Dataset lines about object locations
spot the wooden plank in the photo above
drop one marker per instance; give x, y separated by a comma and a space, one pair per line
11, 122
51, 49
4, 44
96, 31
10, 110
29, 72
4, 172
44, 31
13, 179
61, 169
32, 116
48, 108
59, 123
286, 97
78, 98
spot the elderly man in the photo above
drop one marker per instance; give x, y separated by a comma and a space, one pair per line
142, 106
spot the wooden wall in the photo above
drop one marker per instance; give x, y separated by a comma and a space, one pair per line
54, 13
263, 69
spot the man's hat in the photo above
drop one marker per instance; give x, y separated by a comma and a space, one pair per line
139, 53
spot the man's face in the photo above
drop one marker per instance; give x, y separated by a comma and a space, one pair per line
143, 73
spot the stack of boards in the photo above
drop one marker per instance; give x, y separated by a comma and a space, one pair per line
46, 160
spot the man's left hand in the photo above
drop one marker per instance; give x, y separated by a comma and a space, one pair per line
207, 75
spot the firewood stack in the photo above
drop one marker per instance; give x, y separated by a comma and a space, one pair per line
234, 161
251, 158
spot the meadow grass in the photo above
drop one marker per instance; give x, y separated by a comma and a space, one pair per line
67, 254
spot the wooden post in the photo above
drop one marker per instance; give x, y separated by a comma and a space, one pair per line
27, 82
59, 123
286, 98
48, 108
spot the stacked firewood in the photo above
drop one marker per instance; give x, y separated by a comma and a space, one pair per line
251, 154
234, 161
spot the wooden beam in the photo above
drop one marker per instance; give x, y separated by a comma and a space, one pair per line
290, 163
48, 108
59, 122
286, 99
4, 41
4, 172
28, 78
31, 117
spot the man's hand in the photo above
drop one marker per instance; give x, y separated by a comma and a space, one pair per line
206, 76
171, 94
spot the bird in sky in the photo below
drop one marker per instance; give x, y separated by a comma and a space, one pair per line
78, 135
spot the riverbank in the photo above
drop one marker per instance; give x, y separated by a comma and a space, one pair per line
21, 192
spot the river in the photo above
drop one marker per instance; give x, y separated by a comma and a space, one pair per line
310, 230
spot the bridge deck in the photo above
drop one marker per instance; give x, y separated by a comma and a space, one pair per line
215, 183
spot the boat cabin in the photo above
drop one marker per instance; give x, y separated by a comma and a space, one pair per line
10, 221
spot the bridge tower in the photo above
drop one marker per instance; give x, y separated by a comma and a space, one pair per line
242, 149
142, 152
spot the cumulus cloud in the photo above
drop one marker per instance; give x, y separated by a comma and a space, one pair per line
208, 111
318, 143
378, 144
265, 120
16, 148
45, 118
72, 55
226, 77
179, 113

Stated task
Rewrite all of the lines above, changing every "marker" to "pin" and leaving everything else as it is.

Result for this task
spot the wooden plank in the photo above
drop one pin per instance; give x, y separated by a comma and a space, one pair per line
11, 122
51, 49
4, 44
96, 31
10, 110
29, 72
4, 172
44, 31
13, 179
61, 169
32, 116
48, 108
59, 123
286, 97
78, 98
spot the elderly man in the photo above
drop one pin per instance; give x, y separated by a comma and a space, one pair per line
142, 106
spot the wooden wall in the photo above
drop one pin per instance; give x, y separated by a comma and a space, one pair per line
54, 13
263, 69
spot the man's hat in the photo above
drop one pin per instance; give x, y separated by a comma and a space, one pair per line
139, 53
spot the man's face in the photo above
drop one pin per instance; give x, y separated by a comma and a space, one pair per line
143, 73
spot the stack of boards in the photo above
drop one pin per instance; give x, y separated by a comma and a space, one pair per line
46, 160
spot the man's left hand in the photo above
drop one pin per instance; give x, y separated by a comma and a space, one pair per line
207, 75
spot the firewood stack in the photo above
drop one pin per instance; give x, y separated by a comma and a space, one pair per line
234, 161
251, 158
spot the meadow grass in the photo above
drop one pin per instance; give x, y separated by a comma and a space, one pair per line
67, 254
spot the wooden post in the photo above
drop one pin per instance; give x, y separated by a comma and a space, one pair per line
27, 82
59, 123
286, 98
48, 108
spot the stacked firewood in the photo above
drop one pin per instance; give x, y separated by a comma and a space, one pair per line
251, 154
234, 161
spot the wooden beam in the photo above
drop one pin per instance; give x, y separated by a comma and a space, one pair per line
290, 163
48, 108
59, 122
286, 99
4, 41
4, 172
28, 78
31, 117
spot the man's hand in the photo above
drop one pin per instance; give x, y separated by a comma and a space, one pair per line
206, 76
171, 94
spot the bird in sky in the photo below
drop one pin per instance; give x, y separated by a comma and a space, one pair per line
78, 135
spot the riverbank in the photo above
drop one pin per instance; give x, y separated by a comma and a space, one pair per line
21, 192
spot the river in the photo above
drop one pin per instance; give x, y separated by a comma and a space, one pair per line
310, 230
spot the bridge deck in the photo above
drop one pin per instance; give x, y separated by a comma and a space, one pair per line
215, 183
spot the boat cabin in the photo above
drop one pin per instance; give x, y separated by a comma and a space, one pair per line
10, 221
spot the bridge tower in the photo above
drop one pin per instance; give x, y separated by a comma and a space, one pair per line
242, 149
142, 152
spot the cumulus cloud in the photo above
drop one pin per instance; give x, y separated by a comma and a space, one pair per line
208, 111
318, 143
378, 144
265, 120
16, 148
45, 118
72, 55
226, 77
179, 113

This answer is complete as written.